## start Given entries

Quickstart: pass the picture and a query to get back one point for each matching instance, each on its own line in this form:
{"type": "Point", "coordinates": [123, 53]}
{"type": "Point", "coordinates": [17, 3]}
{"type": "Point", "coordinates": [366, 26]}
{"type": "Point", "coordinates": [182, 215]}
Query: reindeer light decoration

## end Given entries

The task: Please quote all of the rows above word for word, each on its own line.

Result:
Quickstart: pass the picture and a query to get back one point for each matching instance, each on its own line in this form:
{"type": "Point", "coordinates": [123, 53]}
{"type": "Point", "coordinates": [17, 3]}
{"type": "Point", "coordinates": [366, 26]}
{"type": "Point", "coordinates": [182, 215]}
Query: reindeer light decoration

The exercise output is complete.